- _Exercise_:
Write out exactly the lines running from the one with "[tag] brown velvet" to the end of the data, including both of those lines and excluding pictures.

- _Available records_:

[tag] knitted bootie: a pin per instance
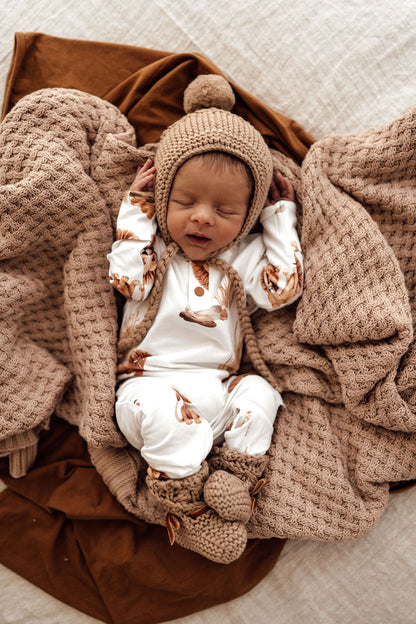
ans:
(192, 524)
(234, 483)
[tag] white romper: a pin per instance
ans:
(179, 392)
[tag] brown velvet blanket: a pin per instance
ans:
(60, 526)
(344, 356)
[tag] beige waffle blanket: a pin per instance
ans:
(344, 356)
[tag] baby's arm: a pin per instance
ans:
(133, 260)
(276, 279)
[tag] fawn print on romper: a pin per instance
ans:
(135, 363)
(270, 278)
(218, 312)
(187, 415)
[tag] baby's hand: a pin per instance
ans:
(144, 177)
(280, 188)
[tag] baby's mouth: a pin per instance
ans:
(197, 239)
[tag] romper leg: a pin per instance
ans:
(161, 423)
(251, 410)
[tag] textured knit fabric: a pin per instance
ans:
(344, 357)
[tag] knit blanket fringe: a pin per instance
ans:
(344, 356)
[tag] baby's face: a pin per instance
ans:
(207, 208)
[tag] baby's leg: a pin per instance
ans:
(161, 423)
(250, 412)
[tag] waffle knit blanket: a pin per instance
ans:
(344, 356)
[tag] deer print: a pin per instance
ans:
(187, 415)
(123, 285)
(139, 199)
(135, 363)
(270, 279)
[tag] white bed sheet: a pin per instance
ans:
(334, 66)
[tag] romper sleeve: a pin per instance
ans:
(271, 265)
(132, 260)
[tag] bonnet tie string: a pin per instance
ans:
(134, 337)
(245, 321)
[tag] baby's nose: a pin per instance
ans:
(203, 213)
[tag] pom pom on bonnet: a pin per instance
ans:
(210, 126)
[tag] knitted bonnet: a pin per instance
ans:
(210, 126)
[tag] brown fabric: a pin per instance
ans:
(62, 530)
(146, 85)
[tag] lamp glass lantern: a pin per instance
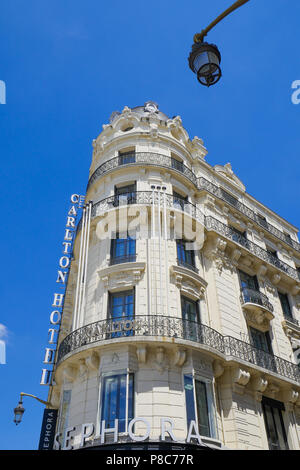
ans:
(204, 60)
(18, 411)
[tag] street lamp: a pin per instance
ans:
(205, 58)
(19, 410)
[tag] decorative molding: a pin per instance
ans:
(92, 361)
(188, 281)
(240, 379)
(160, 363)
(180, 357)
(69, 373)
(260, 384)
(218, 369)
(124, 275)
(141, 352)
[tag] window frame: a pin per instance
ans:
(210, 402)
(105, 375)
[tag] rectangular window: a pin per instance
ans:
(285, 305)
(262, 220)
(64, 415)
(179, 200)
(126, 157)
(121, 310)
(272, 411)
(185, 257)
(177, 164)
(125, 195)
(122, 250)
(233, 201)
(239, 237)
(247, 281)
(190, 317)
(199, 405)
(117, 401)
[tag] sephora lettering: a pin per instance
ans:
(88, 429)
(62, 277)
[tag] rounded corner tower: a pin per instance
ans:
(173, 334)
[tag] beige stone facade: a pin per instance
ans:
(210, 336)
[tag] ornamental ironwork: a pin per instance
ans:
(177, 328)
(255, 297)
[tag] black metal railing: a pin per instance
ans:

- _Full answer_:
[tag] brown velvet blanket: a pin per instance
ans:
(60, 526)
(344, 356)
[tag] beige waffle blanket: a pin per instance
ans:
(344, 356)
[tag] baby's arm: a pin per instance
ans:
(133, 260)
(276, 279)
[tag] fawn print on romper: a pin per instance
ans:
(135, 363)
(270, 278)
(218, 312)
(187, 415)
[tag] baby's hand: a pin per instance
ans:
(144, 177)
(280, 188)
[tag] baby's mouth: a pin per instance
ans:
(197, 239)
[tag] romper leg: a pin per instance
ans:
(161, 423)
(251, 410)
[tag] textured knit fabric: a pin per instance
ans:
(344, 357)
[tag] knit blanket fringe: a pin per instance
ans:
(344, 356)
[tag] baby's face: a pin per instance
ans:
(207, 208)
[tag] baby's leg: a pin per instance
ans:
(161, 423)
(250, 412)
[tag] waffle knit blanket: a pin per instance
ans:
(344, 356)
[tag] deer print: a pin per instance
ans:
(187, 415)
(123, 285)
(139, 199)
(135, 363)
(270, 279)
[tag] white bed sheet: a pin per instance
ans:
(334, 66)
[tag] romper sleeve: a pin per instance
ans:
(271, 265)
(132, 260)
[tag] bonnet tie string: a pin per instance
ans:
(134, 337)
(245, 321)
[tag] baby's nose: a pin per instance
ans:
(203, 213)
[tag] pom pom on bonnet: a pin per instance
ans:
(210, 126)
[tag] knitted bonnet: a pin per instance
ans:
(210, 126)
[tag] brown fabric: a pin per instance
ans:
(62, 530)
(146, 85)
[tag] lamp glass lantern: a pin per instance
ans:
(204, 60)
(18, 411)
[tag] street lamp: a pin per instance
ans:
(205, 58)
(19, 410)
[tag] decorative molding: a pin per instance
ans:
(92, 361)
(188, 281)
(240, 379)
(160, 363)
(180, 357)
(69, 373)
(260, 384)
(218, 369)
(124, 275)
(141, 352)
[tag] window frame: a pin per instance
ans:
(210, 402)
(105, 375)
[tag] rectangular window: a pin per instance
ans:
(285, 305)
(262, 220)
(64, 415)
(179, 200)
(126, 157)
(121, 310)
(272, 411)
(185, 257)
(177, 164)
(125, 195)
(122, 250)
(233, 201)
(239, 237)
(247, 281)
(190, 317)
(199, 405)
(117, 401)
[tag] sephora lettering: a pin per instance
ans:
(88, 429)
(62, 277)
[tag] rounded corner tower: a pin per instance
ans:
(173, 334)
[tag] beige stone facade: a pin per instance
ans:
(210, 336)
[tag] ornamental ironwork: a pin per instance
ans:
(177, 328)
(255, 297)
[tag] black metal railing: a pin per instance
ans:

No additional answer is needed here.